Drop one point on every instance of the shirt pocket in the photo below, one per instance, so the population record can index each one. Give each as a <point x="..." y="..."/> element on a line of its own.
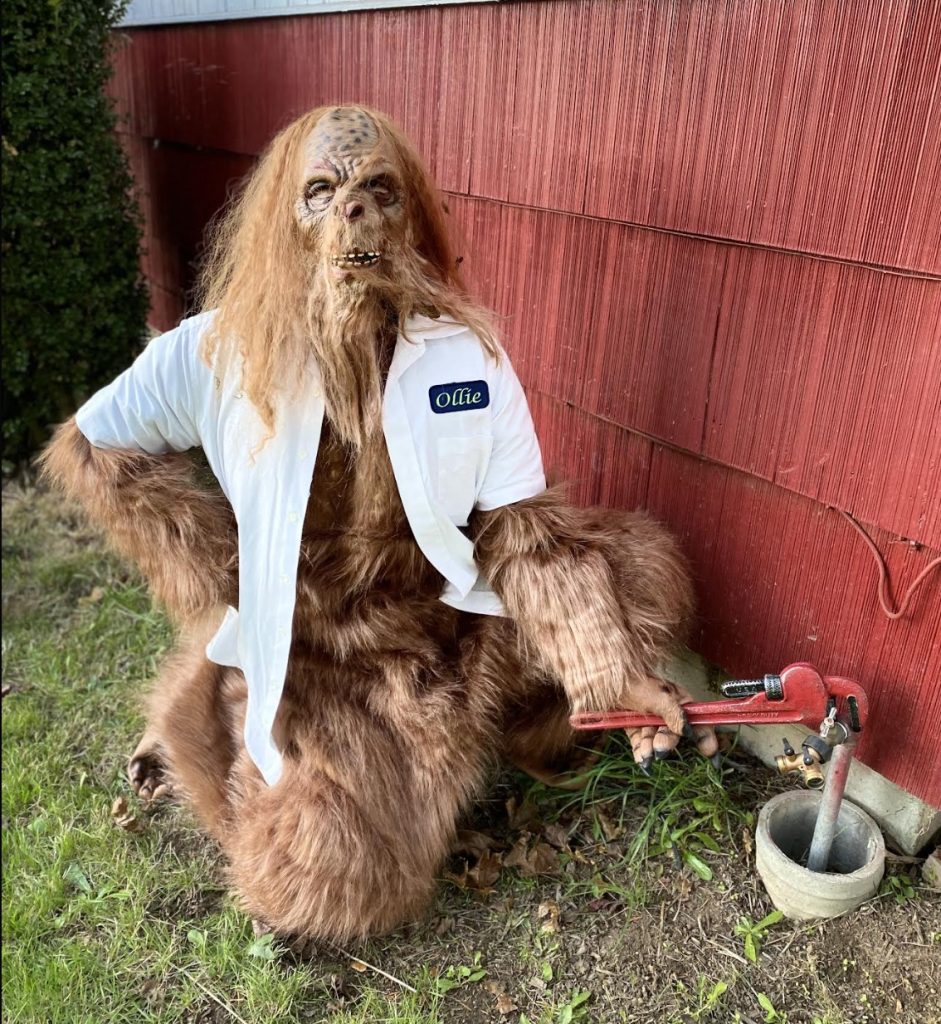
<point x="462" y="465"/>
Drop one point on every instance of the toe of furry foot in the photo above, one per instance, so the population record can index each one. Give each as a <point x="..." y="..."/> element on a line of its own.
<point x="147" y="778"/>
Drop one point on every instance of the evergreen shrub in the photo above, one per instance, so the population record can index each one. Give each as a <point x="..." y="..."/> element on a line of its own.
<point x="74" y="302"/>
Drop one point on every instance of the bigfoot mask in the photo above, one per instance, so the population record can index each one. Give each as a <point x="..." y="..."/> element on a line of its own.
<point x="339" y="238"/>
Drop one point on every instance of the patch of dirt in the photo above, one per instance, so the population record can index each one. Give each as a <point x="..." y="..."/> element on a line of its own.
<point x="656" y="943"/>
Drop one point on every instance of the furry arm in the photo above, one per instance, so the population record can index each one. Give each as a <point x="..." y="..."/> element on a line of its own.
<point x="598" y="597"/>
<point x="182" y="538"/>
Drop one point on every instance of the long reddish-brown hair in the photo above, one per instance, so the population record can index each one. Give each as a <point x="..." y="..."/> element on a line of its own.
<point x="256" y="279"/>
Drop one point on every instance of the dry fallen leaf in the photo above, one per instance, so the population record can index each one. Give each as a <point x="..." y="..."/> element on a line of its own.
<point x="486" y="870"/>
<point x="549" y="913"/>
<point x="556" y="835"/>
<point x="541" y="859"/>
<point x="504" y="1004"/>
<point x="473" y="843"/>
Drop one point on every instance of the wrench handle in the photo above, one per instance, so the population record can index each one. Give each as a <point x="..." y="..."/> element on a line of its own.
<point x="757" y="711"/>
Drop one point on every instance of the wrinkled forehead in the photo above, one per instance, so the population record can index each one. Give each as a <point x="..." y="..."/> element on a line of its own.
<point x="343" y="137"/>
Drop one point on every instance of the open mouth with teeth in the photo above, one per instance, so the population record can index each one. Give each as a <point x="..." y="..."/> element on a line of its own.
<point x="353" y="260"/>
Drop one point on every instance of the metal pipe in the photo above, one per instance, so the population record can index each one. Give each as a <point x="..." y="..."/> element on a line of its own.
<point x="830" y="801"/>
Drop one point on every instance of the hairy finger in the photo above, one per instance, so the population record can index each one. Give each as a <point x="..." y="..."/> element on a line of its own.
<point x="665" y="742"/>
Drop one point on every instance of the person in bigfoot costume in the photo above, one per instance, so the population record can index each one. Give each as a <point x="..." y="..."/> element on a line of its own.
<point x="402" y="601"/>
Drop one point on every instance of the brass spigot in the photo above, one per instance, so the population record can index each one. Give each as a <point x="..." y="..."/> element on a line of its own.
<point x="814" y="752"/>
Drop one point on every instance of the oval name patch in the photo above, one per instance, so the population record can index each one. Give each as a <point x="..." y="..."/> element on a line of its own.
<point x="459" y="397"/>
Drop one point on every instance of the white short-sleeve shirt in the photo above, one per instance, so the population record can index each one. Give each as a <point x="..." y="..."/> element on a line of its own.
<point x="459" y="434"/>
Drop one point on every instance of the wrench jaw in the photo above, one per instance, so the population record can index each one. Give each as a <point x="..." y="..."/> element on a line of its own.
<point x="800" y="695"/>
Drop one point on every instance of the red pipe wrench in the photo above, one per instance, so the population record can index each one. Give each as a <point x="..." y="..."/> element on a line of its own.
<point x="799" y="694"/>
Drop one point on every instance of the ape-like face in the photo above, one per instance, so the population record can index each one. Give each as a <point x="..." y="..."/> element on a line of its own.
<point x="351" y="205"/>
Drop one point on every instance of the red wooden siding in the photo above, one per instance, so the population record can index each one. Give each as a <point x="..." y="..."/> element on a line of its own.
<point x="713" y="233"/>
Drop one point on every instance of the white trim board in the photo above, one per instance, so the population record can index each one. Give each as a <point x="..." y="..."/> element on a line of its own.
<point x="143" y="12"/>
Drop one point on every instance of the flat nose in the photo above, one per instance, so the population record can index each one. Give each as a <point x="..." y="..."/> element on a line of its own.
<point x="353" y="210"/>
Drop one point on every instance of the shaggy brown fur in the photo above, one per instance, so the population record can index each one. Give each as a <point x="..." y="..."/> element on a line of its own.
<point x="394" y="704"/>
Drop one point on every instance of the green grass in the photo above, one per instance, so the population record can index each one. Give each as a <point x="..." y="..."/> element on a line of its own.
<point x="107" y="925"/>
<point x="100" y="924"/>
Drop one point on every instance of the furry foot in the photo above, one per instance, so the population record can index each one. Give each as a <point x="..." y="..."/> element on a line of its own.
<point x="146" y="773"/>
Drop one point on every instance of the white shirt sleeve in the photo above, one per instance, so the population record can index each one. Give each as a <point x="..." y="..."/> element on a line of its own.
<point x="150" y="408"/>
<point x="515" y="469"/>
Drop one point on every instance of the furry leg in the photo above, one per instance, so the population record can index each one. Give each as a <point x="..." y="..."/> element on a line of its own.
<point x="377" y="769"/>
<point x="189" y="743"/>
<point x="182" y="538"/>
<point x="599" y="597"/>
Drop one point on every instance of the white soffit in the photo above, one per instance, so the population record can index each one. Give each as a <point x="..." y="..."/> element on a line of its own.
<point x="141" y="12"/>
========
### [WHAT YOU ARE ASKED TO DO]
Copy the records exactly. Skip the images.

### [THE COMPLETED TASK]
Drop one point on every instance of the shirt pocket in the photo below, one per instance, so the population record can index each one. Give each as a <point x="..." y="..."/> element on a line of its own.
<point x="462" y="465"/>
Drop one point on every instance of the toe of furry foot in the photo above, one per instance, so the population record can index each one. Give each as a <point x="..." y="..."/> element on a line of its own.
<point x="147" y="778"/>
Drop one point on every instance of the evergreen shrub in the photo above, one per instance, so the population record can index each one. Give each as a <point x="..." y="..."/> element on a line of its own.
<point x="74" y="302"/>
Drop one point on every instance of the bigfoot mask in the photo above, one per instance, so the population record can index each one. Give each as a <point x="..." y="..."/> element on a line of its own.
<point x="339" y="238"/>
Drop one point on every instance of the patch of dirt in the photo above, one per instance, so the population record can index each one. Give each as a <point x="..." y="..."/> element on a line of its own.
<point x="656" y="943"/>
Drop one point on every instance of the furry arm in the photo above, one per instance, so the population record can index each one. Give each as a <point x="..." y="..."/> element on a line of its own.
<point x="598" y="597"/>
<point x="182" y="538"/>
Drop one point on every instance of the long reddish-brown hair in the photo above, one per instance, so the population record can index each one. Give each as a <point x="..." y="..."/> element on a line of its own.
<point x="256" y="279"/>
Drop one point on every instance of the dry fallen leaf in the photo above, one per instance, so the population record can index each one. Give each as a <point x="..." y="..."/> element on a line of its own.
<point x="486" y="870"/>
<point x="549" y="913"/>
<point x="556" y="835"/>
<point x="541" y="859"/>
<point x="504" y="1004"/>
<point x="473" y="843"/>
Drop one point on every instance of the wrench handle in the photo above, one per instance, so the population record can index each one. Give each as a <point x="..." y="..."/> element on a line of its own.
<point x="757" y="711"/>
Drop one point on every instance of the wrinkled forehead in the photo above, one per instance, so the population record can index each one. Give each as a <point x="..." y="..."/> element on a line of its own.
<point x="343" y="137"/>
Drop one point on every instance of the open mouth with teeth in the photo above, one per instance, so the population record can index each one. Give each as a <point x="..." y="..."/> element on a line of its own.
<point x="353" y="260"/>
Drop one point on every instance of the metal pipe in the photo above, one per instance, so the population record can index each one. Give each as a <point x="..." y="..."/> element on a line of its own.
<point x="830" y="801"/>
Drop one point on every instance of the hairy finger in the photo above, one per instance, so the population record can index each one. Give each as a <point x="..." y="..."/> element on a line of its own.
<point x="665" y="742"/>
Drop one point on every instance of the person in bigfoot costume in the photo above, one per instance, so the population record can index each one. Give each as a <point x="..." y="..."/> element on a line of its own.
<point x="402" y="601"/>
Drop one point on every instance of the brass spigot in the photo above, one per instance, so the population record can index each one. Give each as a <point x="..." y="..."/> element on a line of its own.
<point x="814" y="752"/>
Drop one point on every instance of the oval name patch in the photo above, one per instance, so the population record can index each one. Give each as a <point x="..." y="..."/> element on a line of its own.
<point x="459" y="397"/>
Drop one point on every instance of the white short-sleeve shirt in the photo above, one per instance, so the population record can index each one. Give each as a <point x="..." y="..."/> element on a line of its own.
<point x="459" y="434"/>
Drop one point on every instance of the wrench jaw in the photo above, one per instance, so the population record can index each one. Give each as a <point x="..." y="..."/> element on a line of its own.
<point x="800" y="695"/>
Drop one point on every instance of the red pipe wrench in the photo above, one per instance, so the population record can index each one. Give each as a <point x="..." y="..."/> element on a line of its own.
<point x="799" y="694"/>
Drop one point on every instance of the ape-like face in the photo above, one per instance, so the population record can index each one. Give each as a <point x="..." y="..."/> element on a line of its own.
<point x="351" y="205"/>
Drop one point on every instance of the red wooden siding in the photo above, one per instance, so the population record can index each one. Give each as a <point x="..." y="..."/> element on a line of its own.
<point x="713" y="233"/>
Drop one point on every instance of the white trim board in the photo above, one per instance, so the population record can index each one. Give each as a <point x="..." y="..."/> element on a line of its own.
<point x="143" y="12"/>
Drop one point on every instance of the flat nose in the photo above, one per instance, so the population record can index each one. Give each as a <point x="..." y="..."/> element on a line of its own.
<point x="353" y="210"/>
Drop one point on every instance of the shaggy brown fur in the photo above, one per instance, so the population record can index each one. Give each as a <point x="..." y="..."/> element on a line of its own.
<point x="394" y="704"/>
Drop one point on every instance of the green grass in the photo above, one per instance, so the population record can index each one. Give each as a <point x="..." y="..."/> element on a line of its own.
<point x="107" y="925"/>
<point x="100" y="924"/>
Drop one point on every instance of the furry foot in the photo above, one per instance, so the population record can index each one. Give each as a <point x="..." y="..."/> element on a line of its own.
<point x="146" y="773"/>
Drop one point on every instance of the white shirt sleeve in the photo above, one per instance, so the population record can index each one. Give each as a <point x="..." y="..."/> element on a line of its own.
<point x="150" y="408"/>
<point x="515" y="469"/>
Drop one point on every instance of the furry leg in the photo above, one per instance, so the population record can index each one. Give each as a <point x="..." y="..."/> element on a line of its own.
<point x="377" y="769"/>
<point x="189" y="743"/>
<point x="182" y="538"/>
<point x="599" y="597"/>
Drop one point on every instance of the white soffit in the photo above, one per instance, so the population record can index each one. Give each as a <point x="..." y="..."/> element on a line of its own.
<point x="141" y="12"/>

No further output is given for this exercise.